* Start *
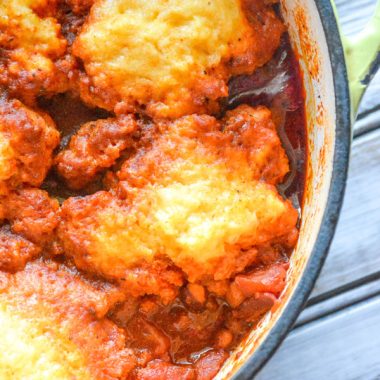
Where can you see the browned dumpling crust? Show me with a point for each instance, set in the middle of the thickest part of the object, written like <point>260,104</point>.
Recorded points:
<point>171,58</point>
<point>199,195</point>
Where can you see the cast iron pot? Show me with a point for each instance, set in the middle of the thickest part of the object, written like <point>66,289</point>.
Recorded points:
<point>336,72</point>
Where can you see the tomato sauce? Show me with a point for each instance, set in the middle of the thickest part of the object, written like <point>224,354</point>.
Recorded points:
<point>200,328</point>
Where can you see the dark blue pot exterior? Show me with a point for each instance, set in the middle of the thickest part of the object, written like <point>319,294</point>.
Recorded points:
<point>334,203</point>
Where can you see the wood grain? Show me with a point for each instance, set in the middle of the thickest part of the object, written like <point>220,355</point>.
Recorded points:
<point>344,346</point>
<point>337,336</point>
<point>354,254</point>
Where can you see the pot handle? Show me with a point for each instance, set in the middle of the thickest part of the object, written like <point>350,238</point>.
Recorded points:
<point>363,57</point>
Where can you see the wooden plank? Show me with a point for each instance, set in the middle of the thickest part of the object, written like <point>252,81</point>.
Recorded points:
<point>344,346</point>
<point>354,254</point>
<point>339,302</point>
<point>368,122</point>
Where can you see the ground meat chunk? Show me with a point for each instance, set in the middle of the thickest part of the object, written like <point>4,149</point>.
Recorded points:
<point>27,140</point>
<point>95,147</point>
<point>15,251</point>
<point>194,195</point>
<point>32,214</point>
<point>33,60</point>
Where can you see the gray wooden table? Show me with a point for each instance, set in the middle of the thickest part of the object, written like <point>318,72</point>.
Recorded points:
<point>337,336</point>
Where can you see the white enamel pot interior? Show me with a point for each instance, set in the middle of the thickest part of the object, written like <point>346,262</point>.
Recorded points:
<point>315,38</point>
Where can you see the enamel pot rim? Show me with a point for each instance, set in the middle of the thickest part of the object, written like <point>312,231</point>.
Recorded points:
<point>334,202</point>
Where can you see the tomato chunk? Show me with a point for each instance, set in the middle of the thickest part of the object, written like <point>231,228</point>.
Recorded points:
<point>267,280</point>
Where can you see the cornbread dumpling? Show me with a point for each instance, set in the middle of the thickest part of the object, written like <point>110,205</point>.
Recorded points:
<point>31,45</point>
<point>196,196</point>
<point>172,57</point>
<point>53,326</point>
<point>27,141</point>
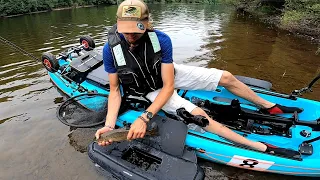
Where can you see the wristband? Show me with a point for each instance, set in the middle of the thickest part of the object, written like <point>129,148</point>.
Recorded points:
<point>109,127</point>
<point>143,119</point>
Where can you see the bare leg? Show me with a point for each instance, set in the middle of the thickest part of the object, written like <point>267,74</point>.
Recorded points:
<point>238,88</point>
<point>225,132</point>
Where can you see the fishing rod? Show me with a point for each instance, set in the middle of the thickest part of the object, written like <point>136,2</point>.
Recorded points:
<point>299,92</point>
<point>2,39</point>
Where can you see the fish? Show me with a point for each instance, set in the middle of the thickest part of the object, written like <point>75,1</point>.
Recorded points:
<point>118,135</point>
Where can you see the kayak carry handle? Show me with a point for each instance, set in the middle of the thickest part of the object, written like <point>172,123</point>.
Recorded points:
<point>299,92</point>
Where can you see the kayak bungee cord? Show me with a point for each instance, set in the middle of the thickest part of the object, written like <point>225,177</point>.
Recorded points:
<point>2,39</point>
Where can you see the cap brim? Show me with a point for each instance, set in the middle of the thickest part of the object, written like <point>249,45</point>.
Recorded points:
<point>131,26</point>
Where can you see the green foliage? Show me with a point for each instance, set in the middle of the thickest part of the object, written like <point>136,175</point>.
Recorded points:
<point>301,12</point>
<point>13,7</point>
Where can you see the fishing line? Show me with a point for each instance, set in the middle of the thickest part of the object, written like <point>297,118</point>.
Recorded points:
<point>11,44</point>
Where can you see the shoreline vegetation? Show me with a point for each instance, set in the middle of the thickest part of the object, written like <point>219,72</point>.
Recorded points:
<point>300,17</point>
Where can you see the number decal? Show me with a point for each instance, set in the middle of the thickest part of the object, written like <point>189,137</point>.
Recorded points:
<point>250,163</point>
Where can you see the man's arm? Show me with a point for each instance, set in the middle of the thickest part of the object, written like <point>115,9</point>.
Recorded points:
<point>114,100</point>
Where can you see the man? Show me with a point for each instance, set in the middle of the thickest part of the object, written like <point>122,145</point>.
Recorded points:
<point>140,59</point>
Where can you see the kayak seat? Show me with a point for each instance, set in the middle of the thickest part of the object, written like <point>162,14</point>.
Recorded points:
<point>99,75</point>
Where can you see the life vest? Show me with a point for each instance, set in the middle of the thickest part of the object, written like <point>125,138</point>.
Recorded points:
<point>139,71</point>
* End *
* Given problem
Turn all of the material above into a numbered list, one line per item with blank lines omitted, and leave out the pictures.

* Solution
1. Where can you see the browned dumpling crust? Show me with a point for each instance, set in the middle of the thickest part of the object, written like <point>260,104</point>.
2. Recorded points:
3. <point>171,58</point>
4. <point>199,195</point>
5. Where can you see the cast iron pot? Show me with a point for each instance, set in the middle of the thickest part of the object, written like <point>66,289</point>.
6. Recorded points:
7. <point>336,72</point>
8. Where can you see the tomato sauce? Show me with a point for each instance, set in the middle of the thickest part of the object, written like <point>224,354</point>.
9. Recorded points:
10. <point>200,328</point>
11. Where can you see the dark blue pot exterior? Show me with a point for each instance, set in the middle of the thickest part of the object, written like <point>319,294</point>.
12. Recorded points:
13. <point>334,203</point>
14. Where can you see the wood grain? Show me with a point for each instance, set in the middle of the thickest part of the object, written like <point>220,355</point>.
15. Recorded points:
16. <point>344,346</point>
17. <point>337,336</point>
18. <point>354,254</point>
19. Where can you see the pot handle? Show me with a point for each instance, set in the middle of the thickest part of the object, written like <point>350,238</point>.
20. Recorded points:
21. <point>363,57</point>
22. Where can you see the wooden plank? Show me with a point for each instance, set in the middle of the thickest part of the object, written like <point>252,81</point>.
23. Recorded points:
24. <point>344,346</point>
25. <point>354,254</point>
26. <point>339,302</point>
27. <point>368,122</point>
28. Where can you see the ground meat chunk? Show me with a point for each instance, set in the middle of the thickest part of the object, written like <point>4,149</point>.
29. Recorded points:
30. <point>27,140</point>
31. <point>95,147</point>
32. <point>15,251</point>
33. <point>194,195</point>
34. <point>32,214</point>
35. <point>33,60</point>
36. Where can you see the gray wooden table? Show me with a point for each instance, set in the middle of the thickest part of the object, written like <point>318,72</point>.
37. Recorded points:
38. <point>337,336</point>
39. Where can you see the white enamel pot interior? Show me with a point for each instance, set in the middle of the thickest part of the object, written like <point>346,262</point>.
40. Recorded points:
41. <point>315,38</point>
42. Where can you see the enamel pot rim? Show me with a point for each instance, set in the middle of the thickest part of the object, written like <point>312,231</point>.
43. Recorded points:
44. <point>334,202</point>
45. Where can you see the tomato chunk? Show me with a point for each instance, set in the middle of the thickest part of the object, written like <point>231,228</point>.
46. Recorded points:
47. <point>267,280</point>
48. Where can you see the cornbread dumpling? Show me with a point for each instance, set in the middle of the thickest part of the object, written like <point>110,205</point>.
49. Recorded points:
50. <point>31,45</point>
51. <point>196,196</point>
52. <point>172,57</point>
53. <point>53,326</point>
54. <point>27,141</point>
55. Where can you see the wristband? Show me with a point for each instance, set in the middle of the thickest part of the object, written like <point>129,148</point>.
56. Recorded points:
57. <point>109,127</point>
58. <point>143,119</point>
59. Where can you see the bare leg? Show me with a point for each instance, set in the middle of the thickest part of the object, written like <point>267,74</point>.
60. Recorded points:
61. <point>238,88</point>
62. <point>225,132</point>
63. Where can you see the fishing rod? Show me with a point for each instance, set in the middle of the thickest part of the object, written like <point>136,2</point>.
64. Recorded points:
65. <point>299,92</point>
66. <point>2,39</point>
67. Where can you see the fish? Show me with a point for each instance, set in the middle of the thickest part of the object, written like <point>75,1</point>.
68. Recorded points:
69. <point>118,135</point>
70. Where can you see the kayak carry handle? Show me with a point for each instance, set in the middle of the thickest part of the object, written like <point>172,123</point>.
71. Recorded points:
72. <point>299,92</point>
73. Where can you see the kayak bungee cord? Show me with a point for each instance, set in the middle of the thickest part of the object, written like <point>225,177</point>.
74. Recorded points:
75. <point>2,39</point>
76. Where can you see the cap brim? Show me with a point for each instance, set in the middle of the thickest part of the object, written like <point>249,45</point>.
77. Recorded points:
78. <point>131,26</point>
79. Where can you see the green foliage? Show me with a point for each instance, set in the middle of the thickest part of the object, written like <point>136,175</point>.
80. Recorded points:
81. <point>301,12</point>
82. <point>13,7</point>
83. Where can you see the fishing line? Show me with a point for each instance, set in the middle of the thickest part of the object, written like <point>297,118</point>.
84. Recorded points:
85. <point>11,44</point>
86. Where can you see the shoreline vegetation? Show me with a point for each instance, set in the middle of the thickest part of the object, written like <point>219,72</point>.
87. Recorded points:
88. <point>300,17</point>
89. Where can you see the number decal? Show me with a point for each instance, set in the middle of the thickest part of the object, written like <point>189,137</point>.
90. Recorded points:
91. <point>250,163</point>
92. Where can you see the man's arm? Show me with a point for each instance, set in the middle of the thickest part of the object, written like <point>115,9</point>.
93. Recorded points:
94. <point>114,100</point>
95. Where can you see the man? Show me with a point for each instance, set in the middle of the thickest part of the object, written like <point>122,145</point>.
96. Recorded points:
97. <point>140,59</point>
98. Where can you see the kayak seat? Show me with a point for each instance, set in the middle of the thickest part of the object, written like <point>162,14</point>.
99. Recorded points:
100. <point>99,75</point>
101. Where can you see the life vest? Show me with a point for each instance, set in the middle of the thickest part of the object, written like <point>125,138</point>.
102. Recorded points:
103. <point>139,71</point>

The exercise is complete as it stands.